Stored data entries
START

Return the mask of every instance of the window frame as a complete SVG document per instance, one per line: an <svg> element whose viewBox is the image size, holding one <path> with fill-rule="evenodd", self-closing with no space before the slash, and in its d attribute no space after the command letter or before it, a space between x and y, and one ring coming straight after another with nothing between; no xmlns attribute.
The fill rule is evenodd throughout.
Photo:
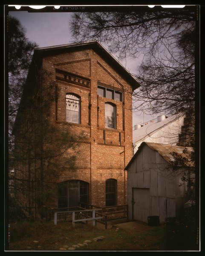
<svg viewBox="0 0 205 256"><path fill-rule="evenodd" d="M110 99L111 100L114 100L116 101L121 101L122 102L123 101L123 92L122 91L118 91L117 90L114 90L113 89L111 89L110 88L108 88L107 87L105 87L104 86L102 86L100 85L98 85L98 88L104 90L104 96L102 96L101 95L100 95L98 94L98 96L101 96L101 97L104 97L105 98L107 98L107 99ZM112 92L112 98L108 97L107 97L107 91L111 91ZM120 100L116 100L115 98L115 93L118 94L120 95Z"/></svg>
<svg viewBox="0 0 205 256"><path fill-rule="evenodd" d="M107 182L108 181L112 181L114 182L114 186L112 186L112 187L114 188L114 192L107 192L107 189L109 187L111 187L111 186L108 186L107 185ZM117 180L115 179L108 179L105 181L105 206L115 206L117 205ZM107 197L108 195L113 194L114 195L114 199L108 199ZM113 201L114 204L109 203L109 202Z"/></svg>
<svg viewBox="0 0 205 256"><path fill-rule="evenodd" d="M113 122L113 127L107 127L106 126L106 116L107 116L106 115L106 106L108 106L108 105L110 105L110 106L112 106L113 107L113 112L114 112L114 116L113 117L110 117L111 118L114 118L114 122ZM117 108L116 108L116 106L115 104L114 104L112 102L105 102L105 127L106 128L108 128L108 129L117 129L117 118L116 118L116 112L117 112Z"/></svg>
<svg viewBox="0 0 205 256"><path fill-rule="evenodd" d="M70 122L70 121L67 121L67 110L69 110L69 109L67 109L67 107L66 107L67 99L73 100L71 98L68 98L67 97L68 95L72 95L72 96L76 97L76 98L78 98L78 100L75 100L75 99L74 100L75 100L76 101L78 101L78 102L79 102L79 110L78 111L78 123L75 123L74 122ZM77 112L77 111L76 111L76 112ZM81 97L80 95L78 95L78 94L77 94L75 93L71 93L71 92L66 93L66 122L69 124L81 124Z"/></svg>

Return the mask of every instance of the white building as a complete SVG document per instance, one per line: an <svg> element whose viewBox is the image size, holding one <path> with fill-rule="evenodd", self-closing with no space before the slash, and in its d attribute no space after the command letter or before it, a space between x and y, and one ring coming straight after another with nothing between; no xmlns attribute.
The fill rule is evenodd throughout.
<svg viewBox="0 0 205 256"><path fill-rule="evenodd" d="M144 126L135 125L133 131L134 153L143 141L177 145L179 135L184 125L184 119L176 115L169 117L160 115L157 120L145 123Z"/></svg>
<svg viewBox="0 0 205 256"><path fill-rule="evenodd" d="M127 171L129 218L147 223L147 217L158 216L160 223L166 218L178 217L188 200L188 187L182 185L182 174L193 167L188 159L185 167L173 172L172 152L187 159L184 147L143 142L125 168ZM186 147L188 152L192 148Z"/></svg>

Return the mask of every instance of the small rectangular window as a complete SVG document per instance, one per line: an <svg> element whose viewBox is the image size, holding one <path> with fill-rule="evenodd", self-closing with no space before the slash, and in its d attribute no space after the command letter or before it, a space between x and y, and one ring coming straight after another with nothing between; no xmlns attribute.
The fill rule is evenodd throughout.
<svg viewBox="0 0 205 256"><path fill-rule="evenodd" d="M98 87L98 95L101 97L104 97L105 95L105 88L103 87Z"/></svg>
<svg viewBox="0 0 205 256"><path fill-rule="evenodd" d="M115 100L122 101L122 94L119 91L115 91Z"/></svg>

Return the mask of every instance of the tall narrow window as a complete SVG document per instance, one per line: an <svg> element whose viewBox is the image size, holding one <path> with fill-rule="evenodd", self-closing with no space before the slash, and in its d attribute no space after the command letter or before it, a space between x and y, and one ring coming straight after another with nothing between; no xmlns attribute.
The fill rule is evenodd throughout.
<svg viewBox="0 0 205 256"><path fill-rule="evenodd" d="M106 206L110 206L117 204L117 181L110 179L106 182Z"/></svg>
<svg viewBox="0 0 205 256"><path fill-rule="evenodd" d="M112 103L105 103L105 127L116 129L116 106Z"/></svg>
<svg viewBox="0 0 205 256"><path fill-rule="evenodd" d="M66 121L81 123L81 97L75 94L66 94Z"/></svg>

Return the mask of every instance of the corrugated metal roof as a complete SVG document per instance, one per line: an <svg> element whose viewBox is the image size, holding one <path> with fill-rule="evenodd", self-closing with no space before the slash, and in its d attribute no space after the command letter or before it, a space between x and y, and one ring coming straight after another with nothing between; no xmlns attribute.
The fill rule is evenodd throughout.
<svg viewBox="0 0 205 256"><path fill-rule="evenodd" d="M127 70L122 64L118 62L101 44L97 40L82 42L81 43L74 43L66 44L55 45L48 47L36 48L35 49L34 56L36 53L52 53L54 51L66 51L72 49L81 48L85 49L87 47L92 48L101 54L101 56L107 58L114 68L118 68L121 74L131 85L133 90L135 90L141 86L138 81Z"/></svg>
<svg viewBox="0 0 205 256"><path fill-rule="evenodd" d="M191 159L189 158L189 153L193 151L193 148L187 147L181 147L180 146L172 146L168 144L161 144L159 143L153 143L152 142L143 142L140 144L138 148L139 149L134 155L128 165L125 168L125 170L127 170L132 163L136 158L139 152L141 150L142 148L147 145L153 150L157 152L168 162L170 163L171 161L174 161L174 158L172 155L172 153L175 152L179 156L185 158L187 160L185 163L185 165L187 167L193 167L194 164L191 162ZM184 150L186 149L187 153L184 153Z"/></svg>
<svg viewBox="0 0 205 256"><path fill-rule="evenodd" d="M153 132L162 129L169 124L176 120L179 117L177 115L168 117L164 120L156 123L151 123L133 131L133 141L134 143L140 141L147 137L150 136Z"/></svg>
<svg viewBox="0 0 205 256"><path fill-rule="evenodd" d="M164 159L169 163L175 160L172 155L172 153L175 152L179 156L185 158L187 159L185 162L186 166L191 167L193 166L193 163L191 162L191 159L189 159L189 154L193 150L192 147L179 146L173 146L169 144L152 143L151 142L147 142L146 144L152 150L157 151ZM185 150L186 150L187 153L184 153Z"/></svg>

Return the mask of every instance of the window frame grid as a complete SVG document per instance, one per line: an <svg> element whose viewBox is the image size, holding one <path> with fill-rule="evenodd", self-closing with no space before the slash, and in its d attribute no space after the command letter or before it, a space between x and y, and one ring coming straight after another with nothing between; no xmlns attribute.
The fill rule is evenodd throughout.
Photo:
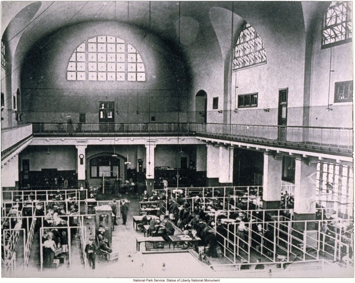
<svg viewBox="0 0 355 283"><path fill-rule="evenodd" d="M113 41L114 39L114 42ZM113 44L115 45L114 48L111 46ZM119 45L120 46L119 48L118 47ZM83 53L83 49L84 60L78 61L77 54ZM119 52L118 50L123 52ZM111 54L114 54L114 56ZM130 60L129 57L130 54L132 57ZM118 55L120 55L120 60ZM84 70L82 70L82 63L85 64ZM118 71L119 65L120 71ZM131 67L129 70L129 67ZM113 71L114 69L114 71ZM79 75L80 79L78 77ZM80 44L72 55L67 69L67 81L145 82L146 75L144 63L136 48L125 40L110 35L95 37Z"/></svg>
<svg viewBox="0 0 355 283"><path fill-rule="evenodd" d="M252 104L251 102L252 100L252 96L256 96L256 104ZM247 96L249 96L250 98L249 98L250 104L245 105L245 98ZM237 98L237 105L238 108L249 108L253 107L258 107L258 93L246 93L244 94L238 94L238 97ZM240 102L240 98L243 98L243 105L239 105Z"/></svg>
<svg viewBox="0 0 355 283"><path fill-rule="evenodd" d="M232 60L233 71L266 64L266 51L262 40L254 28L245 22L234 45Z"/></svg>

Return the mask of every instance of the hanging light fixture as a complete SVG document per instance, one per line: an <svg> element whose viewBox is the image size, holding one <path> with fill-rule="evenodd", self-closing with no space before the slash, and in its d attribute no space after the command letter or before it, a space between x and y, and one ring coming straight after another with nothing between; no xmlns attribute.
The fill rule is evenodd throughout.
<svg viewBox="0 0 355 283"><path fill-rule="evenodd" d="M117 155L116 154L116 146L114 145L113 146L113 154L112 155L113 157L117 157Z"/></svg>
<svg viewBox="0 0 355 283"><path fill-rule="evenodd" d="M126 165L128 164L130 164L131 162L128 161L128 137L127 137L127 161L125 162L125 164Z"/></svg>

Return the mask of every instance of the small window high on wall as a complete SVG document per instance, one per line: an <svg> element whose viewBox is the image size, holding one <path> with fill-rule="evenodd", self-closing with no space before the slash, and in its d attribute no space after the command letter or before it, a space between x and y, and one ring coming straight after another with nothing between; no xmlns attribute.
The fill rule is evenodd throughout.
<svg viewBox="0 0 355 283"><path fill-rule="evenodd" d="M334 102L351 102L353 101L352 81L335 83Z"/></svg>
<svg viewBox="0 0 355 283"><path fill-rule="evenodd" d="M146 70L136 49L115 37L101 35L88 39L69 60L68 81L144 81Z"/></svg>
<svg viewBox="0 0 355 283"><path fill-rule="evenodd" d="M351 42L352 10L351 1L332 1L324 15L322 49Z"/></svg>
<svg viewBox="0 0 355 283"><path fill-rule="evenodd" d="M261 38L245 22L234 47L233 71L266 63L266 53Z"/></svg>

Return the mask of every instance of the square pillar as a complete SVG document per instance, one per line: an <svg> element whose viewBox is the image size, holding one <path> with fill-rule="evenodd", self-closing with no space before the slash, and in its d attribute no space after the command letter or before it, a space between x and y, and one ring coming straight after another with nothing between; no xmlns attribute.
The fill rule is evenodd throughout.
<svg viewBox="0 0 355 283"><path fill-rule="evenodd" d="M207 170L207 147L204 144L196 146L196 171Z"/></svg>
<svg viewBox="0 0 355 283"><path fill-rule="evenodd" d="M207 185L209 187L218 185L219 177L219 146L207 144L206 165Z"/></svg>
<svg viewBox="0 0 355 283"><path fill-rule="evenodd" d="M208 178L219 177L219 146L207 145L207 177Z"/></svg>
<svg viewBox="0 0 355 283"><path fill-rule="evenodd" d="M154 154L155 145L149 143L146 146L146 178L147 179L147 190L149 195L152 194L154 189Z"/></svg>
<svg viewBox="0 0 355 283"><path fill-rule="evenodd" d="M78 185L79 188L82 185L85 187L85 169L86 168L85 150L87 145L76 145L77 150L77 171L78 173Z"/></svg>
<svg viewBox="0 0 355 283"><path fill-rule="evenodd" d="M269 152L264 154L263 208L277 209L281 200L282 159Z"/></svg>
<svg viewBox="0 0 355 283"><path fill-rule="evenodd" d="M317 163L308 164L308 160L296 158L295 174L295 220L312 220L315 219L315 178ZM295 223L294 228L299 231L304 230L304 222ZM314 228L314 223L309 223L308 230Z"/></svg>
<svg viewBox="0 0 355 283"><path fill-rule="evenodd" d="M234 148L219 147L219 183L233 183Z"/></svg>

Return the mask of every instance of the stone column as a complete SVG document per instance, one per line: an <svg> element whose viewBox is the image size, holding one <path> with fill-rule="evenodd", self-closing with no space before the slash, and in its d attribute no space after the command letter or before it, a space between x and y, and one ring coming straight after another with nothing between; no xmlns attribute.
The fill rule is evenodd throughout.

END

• [DIRECTION]: Can you reproduce the lines from the start of the records through the line containing "122L70 121L67 121L67", both ends included, while leaving the pictures out of your answer?

• [SOLUTION FOR THIS EXERCISE]:
Return the mask of every instance of the window frame as a complete SVG document per instance, one per line: an <svg> element whose viewBox is the image size, holding one <path> with fill-rule="evenodd", self-closing with no space before the slash, and in its d attribute no space after the command letter or before it, a space between x and y, and one ring coming straight after another with nothing between; no xmlns attribute.
The fill rule is evenodd throughout.
Photo:
<svg viewBox="0 0 205 256"><path fill-rule="evenodd" d="M110 99L111 100L114 100L116 101L121 101L122 102L123 101L123 92L122 91L118 91L117 90L114 90L113 89L111 89L110 88L108 88L107 87L105 87L104 86L102 86L100 85L98 85L98 88L104 90L104 96L102 96L101 95L100 95L98 94L98 96L101 96L101 97L104 97L105 98L107 98L107 99ZM112 92L112 98L108 97L107 97L107 91L111 91ZM120 100L116 100L115 98L115 93L118 94L120 95Z"/></svg>
<svg viewBox="0 0 205 256"><path fill-rule="evenodd" d="M107 182L108 181L112 181L114 182L114 186L112 186L112 187L114 188L114 192L107 192L107 189L109 187L111 187L111 186L108 186L107 185ZM117 180L115 179L108 179L105 181L105 206L115 206L117 205ZM107 197L108 195L113 194L114 195L114 199L108 199ZM113 201L114 204L109 203L109 202Z"/></svg>
<svg viewBox="0 0 205 256"><path fill-rule="evenodd" d="M113 122L113 127L107 127L106 126L106 116L107 116L106 115L106 106L108 106L108 105L110 105L110 106L112 106L113 107L113 112L114 112L114 116L113 117L110 117L111 118L114 118L114 122ZM117 108L116 108L116 106L115 104L114 104L112 102L105 102L105 127L106 128L108 128L108 129L117 129L117 118L116 118L116 112L117 112Z"/></svg>
<svg viewBox="0 0 205 256"><path fill-rule="evenodd" d="M70 122L70 121L67 121L67 110L69 110L69 109L67 109L67 107L66 107L67 99L73 100L71 98L68 98L67 97L68 95L72 95L72 96L76 97L76 98L78 98L78 100L75 100L75 99L74 100L75 100L76 101L78 101L78 102L79 102L79 110L78 111L78 123L75 123L74 122ZM77 112L77 111L76 111L76 112ZM81 97L80 95L78 95L78 94L77 94L75 93L71 93L71 92L66 93L66 122L69 124L81 124Z"/></svg>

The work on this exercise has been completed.